→ **REQUIREMENTS**: Extract each line of the data below and reproduce it without any change.
— start LISTING —
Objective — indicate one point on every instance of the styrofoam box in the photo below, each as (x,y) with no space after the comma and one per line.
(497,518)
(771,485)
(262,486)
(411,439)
— end LISTING —
→ **RESPONSE TO THIS TASK**:
Objective — indicate one point on every instance of the styrofoam box in the photo below, each as (x,y) with no space after the comma and one per line.
(497,518)
(771,485)
(262,486)
(411,439)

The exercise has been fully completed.